Colin Henderson Andrew was born in Dundee in 1933, and worked as a junior for Bill McCail's Mallard Features studio in Glasgow. He drew cartoons for Lilliput, and wrote and drew a strip about anthropomorphised steam trains for a local newspaper. After his national service, he joined the King-Ganteaume studio in London, and drew westerns and historical strips for L. Miller & Son titles like Pancho Villa, Rocky Mountain King and TV Heroes. After the studio broke up, he continued to work for Kenneth King, drawing for Lone Star and Space Ace.

Saved entries
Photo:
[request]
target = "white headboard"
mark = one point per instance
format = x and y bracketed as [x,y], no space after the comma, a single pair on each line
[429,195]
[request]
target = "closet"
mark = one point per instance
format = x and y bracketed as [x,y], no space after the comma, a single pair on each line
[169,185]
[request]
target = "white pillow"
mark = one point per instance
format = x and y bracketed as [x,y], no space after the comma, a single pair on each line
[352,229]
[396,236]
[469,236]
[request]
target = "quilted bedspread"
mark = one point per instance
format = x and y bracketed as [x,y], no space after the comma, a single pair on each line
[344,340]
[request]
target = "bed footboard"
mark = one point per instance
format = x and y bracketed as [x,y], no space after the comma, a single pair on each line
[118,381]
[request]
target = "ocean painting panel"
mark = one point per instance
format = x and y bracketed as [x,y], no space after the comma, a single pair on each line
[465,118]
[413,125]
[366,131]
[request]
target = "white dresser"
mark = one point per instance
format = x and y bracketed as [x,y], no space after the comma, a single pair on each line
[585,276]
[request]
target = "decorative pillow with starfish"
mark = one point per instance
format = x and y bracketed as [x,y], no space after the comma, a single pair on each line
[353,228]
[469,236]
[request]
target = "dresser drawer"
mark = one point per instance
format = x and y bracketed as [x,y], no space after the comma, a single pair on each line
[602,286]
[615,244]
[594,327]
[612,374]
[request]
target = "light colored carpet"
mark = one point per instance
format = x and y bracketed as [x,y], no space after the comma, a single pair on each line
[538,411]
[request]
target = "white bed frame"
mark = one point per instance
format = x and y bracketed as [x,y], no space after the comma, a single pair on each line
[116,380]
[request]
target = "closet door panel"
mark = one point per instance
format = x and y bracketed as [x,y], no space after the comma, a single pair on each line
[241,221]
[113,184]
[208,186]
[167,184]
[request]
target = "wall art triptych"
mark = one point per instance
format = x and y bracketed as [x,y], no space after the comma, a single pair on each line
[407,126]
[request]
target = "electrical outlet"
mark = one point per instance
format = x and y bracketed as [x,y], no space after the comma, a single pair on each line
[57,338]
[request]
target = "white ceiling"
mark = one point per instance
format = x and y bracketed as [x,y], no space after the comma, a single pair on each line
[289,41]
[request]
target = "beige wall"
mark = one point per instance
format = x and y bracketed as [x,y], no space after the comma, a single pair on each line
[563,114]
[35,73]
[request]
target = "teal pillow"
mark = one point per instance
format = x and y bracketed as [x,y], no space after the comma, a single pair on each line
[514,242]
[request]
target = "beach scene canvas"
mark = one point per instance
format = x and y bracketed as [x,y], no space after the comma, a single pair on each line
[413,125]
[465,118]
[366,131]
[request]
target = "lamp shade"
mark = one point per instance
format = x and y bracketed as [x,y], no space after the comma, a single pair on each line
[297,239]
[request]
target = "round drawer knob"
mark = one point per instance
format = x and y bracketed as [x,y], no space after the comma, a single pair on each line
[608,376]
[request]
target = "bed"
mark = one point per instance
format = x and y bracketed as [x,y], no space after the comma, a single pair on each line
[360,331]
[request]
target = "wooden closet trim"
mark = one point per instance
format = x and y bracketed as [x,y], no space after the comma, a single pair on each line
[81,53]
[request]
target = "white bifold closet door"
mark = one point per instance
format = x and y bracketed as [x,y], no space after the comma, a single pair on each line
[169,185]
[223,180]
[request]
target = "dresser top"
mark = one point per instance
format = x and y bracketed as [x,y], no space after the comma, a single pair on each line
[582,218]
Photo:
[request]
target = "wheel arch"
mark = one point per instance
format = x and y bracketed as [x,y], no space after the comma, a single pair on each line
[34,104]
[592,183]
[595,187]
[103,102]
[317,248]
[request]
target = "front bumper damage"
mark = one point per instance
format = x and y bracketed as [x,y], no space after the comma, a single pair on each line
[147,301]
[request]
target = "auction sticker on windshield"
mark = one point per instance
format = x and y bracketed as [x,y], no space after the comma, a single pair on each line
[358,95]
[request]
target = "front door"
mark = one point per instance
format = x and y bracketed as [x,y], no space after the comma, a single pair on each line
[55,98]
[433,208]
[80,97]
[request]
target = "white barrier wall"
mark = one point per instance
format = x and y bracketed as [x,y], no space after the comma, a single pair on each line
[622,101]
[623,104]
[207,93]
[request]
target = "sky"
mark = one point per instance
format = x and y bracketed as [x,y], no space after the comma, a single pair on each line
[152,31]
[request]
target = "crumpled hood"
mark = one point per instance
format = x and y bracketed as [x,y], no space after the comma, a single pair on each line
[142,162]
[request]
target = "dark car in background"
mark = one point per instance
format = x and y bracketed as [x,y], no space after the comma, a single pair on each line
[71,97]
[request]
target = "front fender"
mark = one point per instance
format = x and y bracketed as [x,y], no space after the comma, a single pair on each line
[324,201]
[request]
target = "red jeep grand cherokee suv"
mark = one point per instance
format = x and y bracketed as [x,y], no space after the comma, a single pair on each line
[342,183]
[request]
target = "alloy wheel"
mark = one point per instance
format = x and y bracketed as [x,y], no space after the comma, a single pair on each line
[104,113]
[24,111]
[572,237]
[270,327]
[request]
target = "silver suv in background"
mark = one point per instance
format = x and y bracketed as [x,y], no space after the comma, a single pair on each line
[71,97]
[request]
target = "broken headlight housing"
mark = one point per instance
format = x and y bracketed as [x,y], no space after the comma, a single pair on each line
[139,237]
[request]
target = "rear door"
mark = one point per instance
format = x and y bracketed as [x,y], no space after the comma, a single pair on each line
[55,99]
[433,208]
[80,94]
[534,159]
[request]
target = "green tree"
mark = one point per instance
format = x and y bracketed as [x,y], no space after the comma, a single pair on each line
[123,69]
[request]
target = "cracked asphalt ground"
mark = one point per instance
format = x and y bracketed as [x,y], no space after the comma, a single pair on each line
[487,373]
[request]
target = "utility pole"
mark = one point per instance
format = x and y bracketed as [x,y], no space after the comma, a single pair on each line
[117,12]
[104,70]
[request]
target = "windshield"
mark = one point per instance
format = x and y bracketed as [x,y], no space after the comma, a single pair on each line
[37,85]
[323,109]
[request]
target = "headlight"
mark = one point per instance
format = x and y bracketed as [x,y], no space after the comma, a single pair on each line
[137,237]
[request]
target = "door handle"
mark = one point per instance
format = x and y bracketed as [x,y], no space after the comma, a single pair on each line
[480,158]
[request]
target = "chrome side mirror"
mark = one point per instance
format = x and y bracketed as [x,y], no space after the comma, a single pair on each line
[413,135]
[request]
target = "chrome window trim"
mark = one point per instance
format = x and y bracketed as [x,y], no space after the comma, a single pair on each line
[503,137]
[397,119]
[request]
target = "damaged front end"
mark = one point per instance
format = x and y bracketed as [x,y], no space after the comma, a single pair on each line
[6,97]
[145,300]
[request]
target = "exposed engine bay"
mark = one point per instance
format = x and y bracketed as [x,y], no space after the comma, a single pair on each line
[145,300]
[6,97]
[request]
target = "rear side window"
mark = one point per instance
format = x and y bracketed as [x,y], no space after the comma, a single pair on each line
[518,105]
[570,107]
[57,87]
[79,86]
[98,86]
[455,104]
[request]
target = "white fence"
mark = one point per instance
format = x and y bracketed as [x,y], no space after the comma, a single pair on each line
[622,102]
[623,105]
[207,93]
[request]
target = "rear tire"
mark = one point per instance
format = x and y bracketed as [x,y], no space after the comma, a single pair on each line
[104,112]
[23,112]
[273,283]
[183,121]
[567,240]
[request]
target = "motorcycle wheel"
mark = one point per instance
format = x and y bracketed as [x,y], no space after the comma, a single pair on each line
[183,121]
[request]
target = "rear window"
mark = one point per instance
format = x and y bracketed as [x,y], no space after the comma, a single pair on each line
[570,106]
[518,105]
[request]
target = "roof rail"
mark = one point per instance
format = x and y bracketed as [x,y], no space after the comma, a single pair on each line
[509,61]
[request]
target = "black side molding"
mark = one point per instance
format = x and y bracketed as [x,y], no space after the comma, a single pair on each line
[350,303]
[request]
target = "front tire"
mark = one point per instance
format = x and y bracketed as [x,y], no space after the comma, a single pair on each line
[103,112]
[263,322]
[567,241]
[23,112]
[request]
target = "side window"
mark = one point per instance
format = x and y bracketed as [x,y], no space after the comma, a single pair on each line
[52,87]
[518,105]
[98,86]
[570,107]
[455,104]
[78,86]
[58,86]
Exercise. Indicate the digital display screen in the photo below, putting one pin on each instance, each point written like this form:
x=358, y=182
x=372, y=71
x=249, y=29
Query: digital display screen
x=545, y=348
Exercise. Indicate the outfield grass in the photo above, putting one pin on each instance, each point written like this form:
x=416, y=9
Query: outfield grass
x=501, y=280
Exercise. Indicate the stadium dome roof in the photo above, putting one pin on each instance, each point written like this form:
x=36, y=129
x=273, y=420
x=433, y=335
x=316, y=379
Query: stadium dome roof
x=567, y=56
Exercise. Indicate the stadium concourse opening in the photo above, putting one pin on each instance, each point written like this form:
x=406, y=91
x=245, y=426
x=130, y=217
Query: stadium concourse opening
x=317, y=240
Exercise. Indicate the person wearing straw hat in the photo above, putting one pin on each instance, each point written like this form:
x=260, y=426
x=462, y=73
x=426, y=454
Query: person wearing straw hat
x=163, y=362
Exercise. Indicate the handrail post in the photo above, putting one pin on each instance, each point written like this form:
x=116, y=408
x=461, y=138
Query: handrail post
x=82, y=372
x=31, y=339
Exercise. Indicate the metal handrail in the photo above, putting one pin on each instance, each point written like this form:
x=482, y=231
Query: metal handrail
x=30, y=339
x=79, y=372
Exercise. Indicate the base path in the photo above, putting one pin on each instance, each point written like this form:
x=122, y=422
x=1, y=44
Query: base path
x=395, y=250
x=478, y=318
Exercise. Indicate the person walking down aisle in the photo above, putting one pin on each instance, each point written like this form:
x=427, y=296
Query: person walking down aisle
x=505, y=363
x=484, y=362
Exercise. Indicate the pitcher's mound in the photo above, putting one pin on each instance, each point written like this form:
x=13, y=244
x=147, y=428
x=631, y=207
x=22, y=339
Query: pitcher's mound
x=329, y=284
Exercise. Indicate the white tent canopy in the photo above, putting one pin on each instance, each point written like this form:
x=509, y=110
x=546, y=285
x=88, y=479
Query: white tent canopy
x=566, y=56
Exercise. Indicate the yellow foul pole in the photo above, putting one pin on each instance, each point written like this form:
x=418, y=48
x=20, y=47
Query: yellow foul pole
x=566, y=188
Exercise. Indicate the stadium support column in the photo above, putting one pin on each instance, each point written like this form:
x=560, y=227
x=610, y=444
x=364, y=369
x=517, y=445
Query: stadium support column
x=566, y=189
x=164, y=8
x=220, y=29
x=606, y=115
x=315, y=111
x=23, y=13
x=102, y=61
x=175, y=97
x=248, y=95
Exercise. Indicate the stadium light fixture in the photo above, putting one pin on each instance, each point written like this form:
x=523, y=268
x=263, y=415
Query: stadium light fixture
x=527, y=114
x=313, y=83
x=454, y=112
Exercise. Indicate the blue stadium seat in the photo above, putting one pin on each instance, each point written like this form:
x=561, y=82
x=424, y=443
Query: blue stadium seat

» Exercise set
1. In the biography of Colin Henderson Andrew, which studio did he work for as a junior, and in what city?
2. From the biography of Colin Henderson Andrew, output word for word the part that begins at the words "Colin Henderson Andrew" and stops after "and Space Ace.".
3. Write the next part of the biography of Colin Henderson Andrew, picking up after its last sentence.

» Your written answers
1. He worked for Bill McCail's Mallard Features studio in Glasgow.

2.
Colin Henderson Andrew was born in Dundee in 1933, and worked as a junior for Bill McCail's Mallard Features studio in Glasgow. He drew cartoons for Lilliput, and wrote and drew a strip about anthropomorphised steam trains for a local newspaper. After his national service, he joined the King-Ganteaume studio in London, and drew westerns and historical strips for L. Miller & Son titles like Pancho Villa, Rocky Mountain King and TV Heroes. After the studio broke up, he continued to work for Kenneth King, drawing for Lone Star and Space Ace.

3.
He drew "Captain Morgan" for Zip in the late 1950s, and also drew for Disney's Mickey Mouse. In 1960 he became Sydney Jordan's assistant on Jeff Hawke in the Daily Express. He collaborated with Hawke writer Willie Patterson on two newspaper strips, one a history of the World Cup, the other on famous footballers, on "What is Exhibit X", a strip about a scientific investigator in Boys Word, and "The Guinea Pig" for Eagle. He aso drew "The Boy Who Knew Too Much" for Buster, "Tomorrow West" in Solo, "Fireball XL5" and "Stingray" for TV Century 21, "Alias Smith and Jones" for TV Action, "Stand and Deliver" for Eagle, and strips for Lion and Tiger. During the 1970s and 80s he concentrated on illustration, but he returned to comics in the 1990s, drawing for Doctor Who Magazine.

He died at the Royal Free Hospital in Hampstead in late February 2013.